Lage ernst, Politiker unernst

In dieser Situation braucht es Fachkunde und Besonnenheit, keine Parteispielchen.

In der Schweiz vollzog sich vor rund zwei Wochen ein bemerkenswerter Vorgang. Der größte Energieversorger Axpo hatte Finanzprobleme und wandte sich vertraulich an die Regierung. Still und geräuschlos wurde über ein verlängertes Wochenende an einer Lösung gearbeitet, ein Rettungsschirm über etwas mehr als vier Milliarden Euro gespannt. Als die Arbeit erledigt war, haben Regierung und Firma das Paket der Öffentlichkeit präsentiert.

In diesen Tagen haben deutsche Energieversorger Stützungen beantragt, die Regierung in Schweden muss in einer dramatischen Lage ihre Strom- und Energiefirmen absichern. All das wird pragmatisch abgearbeitet, ohne großen politischen Hickhack.

• **Aufgabenstellung a**:
Beantworte anhand des Textauszugs diese Fragen:
(i) Welcher Energieversorger hatte in der Schweiz Finanzprobleme?
(ii) Wie groß war der Rettungsschirm, der für ihn gespannt wurde?
(iii) Wessen Regierung muss ihre Strom- und Energiefirmen absichern?

• **Material zur Aufgabe**:
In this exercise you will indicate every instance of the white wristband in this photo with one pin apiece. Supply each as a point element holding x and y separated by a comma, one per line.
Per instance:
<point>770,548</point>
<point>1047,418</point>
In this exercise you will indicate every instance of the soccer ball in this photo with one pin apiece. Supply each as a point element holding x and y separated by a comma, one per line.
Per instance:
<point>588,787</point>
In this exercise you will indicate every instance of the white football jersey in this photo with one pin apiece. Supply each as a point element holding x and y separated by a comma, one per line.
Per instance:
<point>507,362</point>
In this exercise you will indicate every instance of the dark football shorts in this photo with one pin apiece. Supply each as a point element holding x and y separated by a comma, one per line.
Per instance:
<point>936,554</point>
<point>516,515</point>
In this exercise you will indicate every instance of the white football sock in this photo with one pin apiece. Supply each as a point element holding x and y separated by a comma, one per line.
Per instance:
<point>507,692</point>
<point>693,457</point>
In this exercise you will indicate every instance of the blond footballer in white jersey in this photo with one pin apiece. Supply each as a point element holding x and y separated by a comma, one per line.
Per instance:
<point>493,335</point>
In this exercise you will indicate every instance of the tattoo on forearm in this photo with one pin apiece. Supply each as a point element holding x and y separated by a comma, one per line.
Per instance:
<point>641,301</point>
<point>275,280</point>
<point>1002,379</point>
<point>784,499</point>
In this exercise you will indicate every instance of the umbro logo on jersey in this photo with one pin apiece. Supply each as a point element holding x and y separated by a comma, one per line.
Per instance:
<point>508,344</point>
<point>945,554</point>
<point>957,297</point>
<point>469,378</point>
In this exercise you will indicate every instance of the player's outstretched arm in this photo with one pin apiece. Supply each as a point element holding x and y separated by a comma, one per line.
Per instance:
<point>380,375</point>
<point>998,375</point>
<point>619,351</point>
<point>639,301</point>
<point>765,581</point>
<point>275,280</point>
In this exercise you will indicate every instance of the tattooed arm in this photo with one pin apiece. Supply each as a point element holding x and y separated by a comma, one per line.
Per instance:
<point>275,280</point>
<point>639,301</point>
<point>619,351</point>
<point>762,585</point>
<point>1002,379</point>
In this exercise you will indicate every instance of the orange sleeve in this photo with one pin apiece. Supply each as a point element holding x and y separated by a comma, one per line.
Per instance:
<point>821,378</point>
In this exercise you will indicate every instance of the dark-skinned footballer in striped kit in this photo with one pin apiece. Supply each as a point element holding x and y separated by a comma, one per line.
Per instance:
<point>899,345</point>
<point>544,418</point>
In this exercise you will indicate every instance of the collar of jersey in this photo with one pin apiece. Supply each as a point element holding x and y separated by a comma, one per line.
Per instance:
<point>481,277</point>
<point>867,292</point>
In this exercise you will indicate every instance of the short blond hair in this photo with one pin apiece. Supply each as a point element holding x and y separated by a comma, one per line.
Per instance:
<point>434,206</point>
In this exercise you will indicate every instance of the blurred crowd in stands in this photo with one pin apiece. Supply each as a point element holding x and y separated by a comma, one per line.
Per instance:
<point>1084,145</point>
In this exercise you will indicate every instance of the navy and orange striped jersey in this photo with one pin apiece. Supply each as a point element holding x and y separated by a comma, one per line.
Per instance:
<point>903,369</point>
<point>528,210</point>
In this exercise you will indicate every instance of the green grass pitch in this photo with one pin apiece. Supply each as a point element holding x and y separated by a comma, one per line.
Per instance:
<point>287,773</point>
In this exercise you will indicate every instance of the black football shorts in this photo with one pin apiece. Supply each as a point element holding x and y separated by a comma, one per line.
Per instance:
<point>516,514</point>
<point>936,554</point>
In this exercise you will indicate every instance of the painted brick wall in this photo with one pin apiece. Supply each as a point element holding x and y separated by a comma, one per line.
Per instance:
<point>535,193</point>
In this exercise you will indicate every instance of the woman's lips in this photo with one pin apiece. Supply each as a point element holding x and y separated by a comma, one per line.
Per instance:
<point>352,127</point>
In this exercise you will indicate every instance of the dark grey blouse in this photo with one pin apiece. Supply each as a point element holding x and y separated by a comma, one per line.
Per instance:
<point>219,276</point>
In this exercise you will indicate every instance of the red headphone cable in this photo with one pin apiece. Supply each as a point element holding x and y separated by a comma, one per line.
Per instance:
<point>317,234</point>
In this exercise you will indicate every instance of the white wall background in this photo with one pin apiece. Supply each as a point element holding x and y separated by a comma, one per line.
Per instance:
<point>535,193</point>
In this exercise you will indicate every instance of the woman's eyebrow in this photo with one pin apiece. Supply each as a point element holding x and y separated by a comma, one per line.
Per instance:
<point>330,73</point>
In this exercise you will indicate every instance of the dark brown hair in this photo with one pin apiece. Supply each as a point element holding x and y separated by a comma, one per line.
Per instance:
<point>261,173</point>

• **Aufgabenstellung b**: Gib aus dem Listing alle Zeilen zwischen der Zeile mit "In this exercise you will indicate every instance of the collar" und der Zeile mit "<point>287,773</point>" unverändert wieder, beide Grenzzeilen eingeschlossen.

• **Vollständige Antwort a**:
(i) Axpo, der größte Energieversorger der Schweiz.
(ii) Etwas mehr als vier Milliarden Euro.
(iii) Die Regierung in Schweden.

• **Vollständige Antwort b**:
In this exercise you will indicate every instance of the collar of jersey in this photo with one pin apiece. Supply each as a point element holding x and y separated by a comma, one per line.
Per instance:
<point>481,277</point>
<point>867,292</point>
In this exercise you will indicate every instance of the short blond hair in this photo with one pin apiece. Supply each as a point element holding x and y separated by a comma, one per line.
Per instance:
<point>434,206</point>
In this exercise you will indicate every instance of the blurred crowd in stands in this photo with one pin apiece. Supply each as a point element holding x and y separated by a comma, one per line.
Per instance:
<point>1084,145</point>
In this exercise you will indicate every instance of the navy and orange striped jersey in this photo with one pin apiece. Supply each as a point element holding x and y separated by a comma, one per line.
Per instance:
<point>903,369</point>
<point>528,210</point>
In this exercise you will indicate every instance of the green grass pitch in this photo with one pin apiece. Supply each as a point element holding x and y separated by a comma, one per line.
Per instance:
<point>287,773</point>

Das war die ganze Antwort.